__Study text__.
Leon Chan

Leon is a molecular geneticist. He builds platforms to engineer biology and designs the sensors that read out the cellular response to the chemical world.

Leon did his post doctoral work in Karsten Weis's lab at UC Berkeley where he developed tools to measure the dynamics of the transcriptome and applied these tools to uncover the relationship between how proteins are made and how long the transcriptome persists in the cell. Prior to this, he did his doctoral work in Angelika Amon's lab at MIT where he elucidated how cells translate spatial information into chemical signals in the context of mitotic checkpoints. It was also at MIT where in Drew Endy's lab Leon helped to construct the first designed synthetic genome and organism.

__Explore the material__.
- A) In the Leon Chan bio, condense the paragraph beginning "Leon did his post doctoral work" into a short bulleted list that keeps its main facts.
- B) Pick up the Leon Chan bio after its final sentence and carry it on.

__Information given__.
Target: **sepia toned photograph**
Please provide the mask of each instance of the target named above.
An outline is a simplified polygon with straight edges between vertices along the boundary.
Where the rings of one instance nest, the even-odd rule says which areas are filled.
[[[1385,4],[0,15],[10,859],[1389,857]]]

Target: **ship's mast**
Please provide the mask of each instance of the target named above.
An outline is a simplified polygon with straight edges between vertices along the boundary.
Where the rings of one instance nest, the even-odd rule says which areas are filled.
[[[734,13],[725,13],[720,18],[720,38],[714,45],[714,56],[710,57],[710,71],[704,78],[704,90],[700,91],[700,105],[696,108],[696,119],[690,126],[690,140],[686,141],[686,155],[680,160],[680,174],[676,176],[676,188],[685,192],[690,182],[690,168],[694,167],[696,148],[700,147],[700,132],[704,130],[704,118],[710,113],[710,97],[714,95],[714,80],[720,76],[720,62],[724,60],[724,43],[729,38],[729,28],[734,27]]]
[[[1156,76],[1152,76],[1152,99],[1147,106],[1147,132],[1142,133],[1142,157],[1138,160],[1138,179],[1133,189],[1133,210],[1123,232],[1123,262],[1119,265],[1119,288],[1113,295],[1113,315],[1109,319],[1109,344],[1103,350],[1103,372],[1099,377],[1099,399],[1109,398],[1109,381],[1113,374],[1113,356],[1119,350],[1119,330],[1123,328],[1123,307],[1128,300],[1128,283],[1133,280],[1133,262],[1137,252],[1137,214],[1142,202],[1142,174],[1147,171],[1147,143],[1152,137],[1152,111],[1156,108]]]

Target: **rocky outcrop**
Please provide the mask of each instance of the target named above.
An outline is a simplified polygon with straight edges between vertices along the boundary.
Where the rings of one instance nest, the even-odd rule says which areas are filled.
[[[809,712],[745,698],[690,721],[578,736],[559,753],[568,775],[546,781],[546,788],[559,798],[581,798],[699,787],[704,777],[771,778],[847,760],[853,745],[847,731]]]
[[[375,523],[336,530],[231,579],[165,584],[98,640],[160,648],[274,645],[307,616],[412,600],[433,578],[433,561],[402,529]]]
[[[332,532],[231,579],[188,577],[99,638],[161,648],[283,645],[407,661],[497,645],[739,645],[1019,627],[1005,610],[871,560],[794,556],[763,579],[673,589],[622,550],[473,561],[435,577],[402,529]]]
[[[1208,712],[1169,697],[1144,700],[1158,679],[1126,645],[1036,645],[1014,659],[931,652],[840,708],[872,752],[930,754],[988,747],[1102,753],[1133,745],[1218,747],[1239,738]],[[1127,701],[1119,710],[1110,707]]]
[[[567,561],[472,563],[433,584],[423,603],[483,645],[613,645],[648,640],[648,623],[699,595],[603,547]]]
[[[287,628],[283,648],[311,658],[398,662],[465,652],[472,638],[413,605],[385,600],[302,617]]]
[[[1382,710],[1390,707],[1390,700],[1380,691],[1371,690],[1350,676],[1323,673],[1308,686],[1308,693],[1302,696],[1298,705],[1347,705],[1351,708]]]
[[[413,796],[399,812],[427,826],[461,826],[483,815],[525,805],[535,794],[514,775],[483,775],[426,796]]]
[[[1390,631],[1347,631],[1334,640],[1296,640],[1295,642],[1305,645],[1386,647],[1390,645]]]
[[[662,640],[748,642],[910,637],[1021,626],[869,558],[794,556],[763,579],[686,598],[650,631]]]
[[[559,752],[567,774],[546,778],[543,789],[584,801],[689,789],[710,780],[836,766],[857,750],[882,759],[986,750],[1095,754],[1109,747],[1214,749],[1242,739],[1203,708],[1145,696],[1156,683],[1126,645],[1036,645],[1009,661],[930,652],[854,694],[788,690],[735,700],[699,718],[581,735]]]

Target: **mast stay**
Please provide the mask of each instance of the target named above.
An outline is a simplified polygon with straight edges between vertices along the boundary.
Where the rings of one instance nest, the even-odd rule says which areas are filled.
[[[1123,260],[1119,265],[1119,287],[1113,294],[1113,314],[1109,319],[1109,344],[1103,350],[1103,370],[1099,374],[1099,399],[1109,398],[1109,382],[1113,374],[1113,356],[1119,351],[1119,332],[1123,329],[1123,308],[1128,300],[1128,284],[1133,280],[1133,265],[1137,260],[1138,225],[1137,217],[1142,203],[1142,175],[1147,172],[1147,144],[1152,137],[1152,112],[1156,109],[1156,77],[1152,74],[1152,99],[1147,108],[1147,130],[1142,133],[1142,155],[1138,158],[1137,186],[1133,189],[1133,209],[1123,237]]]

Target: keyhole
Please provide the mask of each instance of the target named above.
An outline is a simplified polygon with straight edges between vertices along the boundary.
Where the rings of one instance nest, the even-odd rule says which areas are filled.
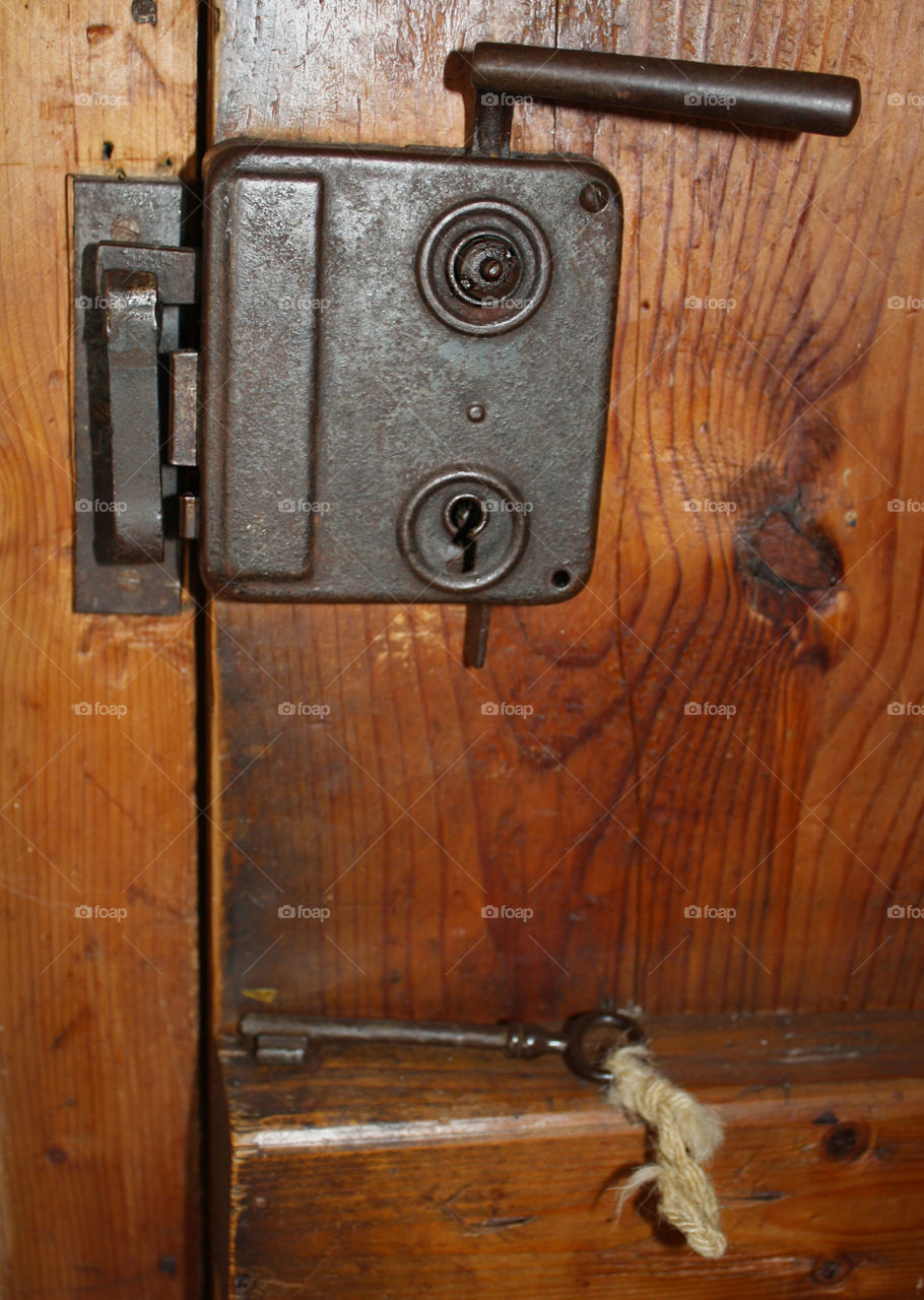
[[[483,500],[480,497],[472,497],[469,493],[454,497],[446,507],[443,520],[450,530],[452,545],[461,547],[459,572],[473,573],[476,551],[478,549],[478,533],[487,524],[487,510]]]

---

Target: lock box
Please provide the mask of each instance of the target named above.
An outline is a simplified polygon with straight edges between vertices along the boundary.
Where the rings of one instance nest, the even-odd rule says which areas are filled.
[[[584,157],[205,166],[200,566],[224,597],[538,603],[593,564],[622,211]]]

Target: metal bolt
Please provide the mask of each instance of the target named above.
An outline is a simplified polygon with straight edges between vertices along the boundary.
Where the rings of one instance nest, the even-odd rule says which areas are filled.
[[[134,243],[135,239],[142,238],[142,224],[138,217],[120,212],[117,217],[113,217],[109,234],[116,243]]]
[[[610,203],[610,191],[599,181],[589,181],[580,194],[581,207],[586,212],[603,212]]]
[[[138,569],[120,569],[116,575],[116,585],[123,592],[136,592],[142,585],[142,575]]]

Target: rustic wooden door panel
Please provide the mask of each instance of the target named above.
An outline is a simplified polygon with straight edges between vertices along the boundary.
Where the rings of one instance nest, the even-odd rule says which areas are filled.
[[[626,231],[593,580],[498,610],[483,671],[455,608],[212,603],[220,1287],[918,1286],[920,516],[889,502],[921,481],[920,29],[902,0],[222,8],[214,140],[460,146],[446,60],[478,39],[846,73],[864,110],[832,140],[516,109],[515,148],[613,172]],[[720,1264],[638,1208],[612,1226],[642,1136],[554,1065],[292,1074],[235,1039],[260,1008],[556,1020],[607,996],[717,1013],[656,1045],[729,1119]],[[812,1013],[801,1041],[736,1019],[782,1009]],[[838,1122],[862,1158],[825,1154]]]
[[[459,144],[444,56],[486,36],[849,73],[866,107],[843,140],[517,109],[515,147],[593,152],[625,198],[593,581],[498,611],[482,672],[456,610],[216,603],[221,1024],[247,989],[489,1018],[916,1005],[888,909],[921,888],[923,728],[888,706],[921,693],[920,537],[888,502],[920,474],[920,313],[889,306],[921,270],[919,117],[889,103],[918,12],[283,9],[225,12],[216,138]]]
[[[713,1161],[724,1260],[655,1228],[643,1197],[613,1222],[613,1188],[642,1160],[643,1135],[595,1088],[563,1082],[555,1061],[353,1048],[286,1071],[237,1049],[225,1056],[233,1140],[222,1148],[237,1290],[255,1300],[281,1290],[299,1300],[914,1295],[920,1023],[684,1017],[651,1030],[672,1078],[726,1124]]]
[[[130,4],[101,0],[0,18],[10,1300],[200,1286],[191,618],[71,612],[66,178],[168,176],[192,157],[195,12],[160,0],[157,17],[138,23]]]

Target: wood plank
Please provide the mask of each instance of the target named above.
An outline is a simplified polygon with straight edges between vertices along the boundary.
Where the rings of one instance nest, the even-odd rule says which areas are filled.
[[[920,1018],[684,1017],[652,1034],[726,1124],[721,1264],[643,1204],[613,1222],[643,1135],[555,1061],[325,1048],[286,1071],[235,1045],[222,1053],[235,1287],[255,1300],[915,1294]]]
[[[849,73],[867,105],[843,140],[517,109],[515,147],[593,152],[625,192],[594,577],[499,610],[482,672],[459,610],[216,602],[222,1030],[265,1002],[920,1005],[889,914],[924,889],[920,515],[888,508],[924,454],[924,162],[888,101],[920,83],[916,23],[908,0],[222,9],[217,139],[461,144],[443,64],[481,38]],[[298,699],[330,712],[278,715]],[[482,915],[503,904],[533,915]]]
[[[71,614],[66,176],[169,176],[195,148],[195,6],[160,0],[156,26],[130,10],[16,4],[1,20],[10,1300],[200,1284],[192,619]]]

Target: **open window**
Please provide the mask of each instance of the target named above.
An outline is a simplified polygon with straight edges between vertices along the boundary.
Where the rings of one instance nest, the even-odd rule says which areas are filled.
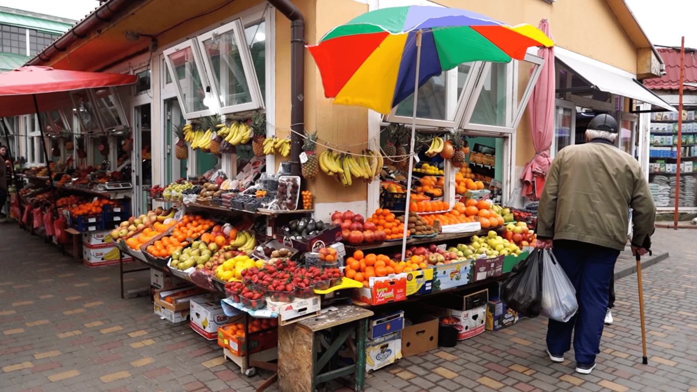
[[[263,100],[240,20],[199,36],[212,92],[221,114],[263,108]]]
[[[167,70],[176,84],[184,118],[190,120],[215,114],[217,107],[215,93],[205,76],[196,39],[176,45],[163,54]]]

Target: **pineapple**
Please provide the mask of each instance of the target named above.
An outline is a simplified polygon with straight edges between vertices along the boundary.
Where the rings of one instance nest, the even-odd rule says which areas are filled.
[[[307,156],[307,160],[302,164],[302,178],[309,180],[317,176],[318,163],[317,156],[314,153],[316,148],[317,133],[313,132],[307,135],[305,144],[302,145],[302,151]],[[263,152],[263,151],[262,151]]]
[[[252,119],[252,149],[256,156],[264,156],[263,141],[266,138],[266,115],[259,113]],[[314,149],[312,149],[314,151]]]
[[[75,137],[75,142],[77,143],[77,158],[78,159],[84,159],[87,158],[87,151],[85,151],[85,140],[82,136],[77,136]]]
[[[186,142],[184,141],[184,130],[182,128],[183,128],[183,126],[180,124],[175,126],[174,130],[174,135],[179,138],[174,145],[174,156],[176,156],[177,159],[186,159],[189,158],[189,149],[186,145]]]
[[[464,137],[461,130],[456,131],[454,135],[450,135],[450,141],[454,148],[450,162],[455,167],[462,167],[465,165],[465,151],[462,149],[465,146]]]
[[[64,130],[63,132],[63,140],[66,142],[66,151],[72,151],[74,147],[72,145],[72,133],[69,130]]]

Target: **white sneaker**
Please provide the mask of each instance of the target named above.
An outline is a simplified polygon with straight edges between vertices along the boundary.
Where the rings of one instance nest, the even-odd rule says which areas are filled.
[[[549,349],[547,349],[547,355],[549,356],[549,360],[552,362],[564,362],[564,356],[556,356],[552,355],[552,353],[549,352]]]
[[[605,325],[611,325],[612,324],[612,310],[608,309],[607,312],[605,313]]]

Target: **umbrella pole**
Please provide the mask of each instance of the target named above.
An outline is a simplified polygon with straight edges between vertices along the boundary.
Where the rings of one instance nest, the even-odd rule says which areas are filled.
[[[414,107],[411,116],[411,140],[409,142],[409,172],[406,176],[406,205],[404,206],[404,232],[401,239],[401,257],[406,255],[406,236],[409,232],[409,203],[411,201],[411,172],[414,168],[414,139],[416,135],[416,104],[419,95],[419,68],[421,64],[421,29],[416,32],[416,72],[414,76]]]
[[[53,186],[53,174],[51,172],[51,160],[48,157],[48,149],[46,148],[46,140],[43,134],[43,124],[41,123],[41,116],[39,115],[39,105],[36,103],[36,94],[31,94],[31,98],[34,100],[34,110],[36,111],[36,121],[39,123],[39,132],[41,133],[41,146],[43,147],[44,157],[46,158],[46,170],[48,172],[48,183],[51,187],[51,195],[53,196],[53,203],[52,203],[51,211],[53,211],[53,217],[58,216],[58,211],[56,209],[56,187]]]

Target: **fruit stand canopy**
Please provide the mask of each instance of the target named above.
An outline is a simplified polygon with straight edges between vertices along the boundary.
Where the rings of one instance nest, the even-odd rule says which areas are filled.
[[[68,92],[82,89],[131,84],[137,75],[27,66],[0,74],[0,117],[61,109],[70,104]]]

__Written responses__.
- A)
- Postdoctoral work: Karsten Weis's lab at UC Berkeley, where he developed tools to measure transcriptome dynamics and used them to uncover how protein production relates to how long the transcriptome persists in the cell.
- Doctoral work: Angelika Amon's lab at MIT, where he showed how cells translate spatial information into chemical signals in the context of mitotic checkpoints.
- Also at MIT: in Drew Endy's lab, he helped construct the first designed synthetic genome and organism.

- B)
Leon rock climbs, enjoys mixing up cocktails and wrangling his cats.

Papers

Non-invasive measurement of mRNA decay reveals translation initiation as the major determinant of mRNA stability. Chan LY, Mugler CF, Heinrich S, Vallotton P, Weis K. elife. 2018. 7;7.

Spindle position is coordinated with cell-cycle progression through establishment of mitotic exit-activating and -inhibitory zones. Chan LY, Amon A. Mol Cell. 2010, 13;39(3):444-54.

Refactoring bacteriophage T7. Chan LY, Kosuri S, Endy D. Mol Syst Biol. 2005. 1:2005.0018.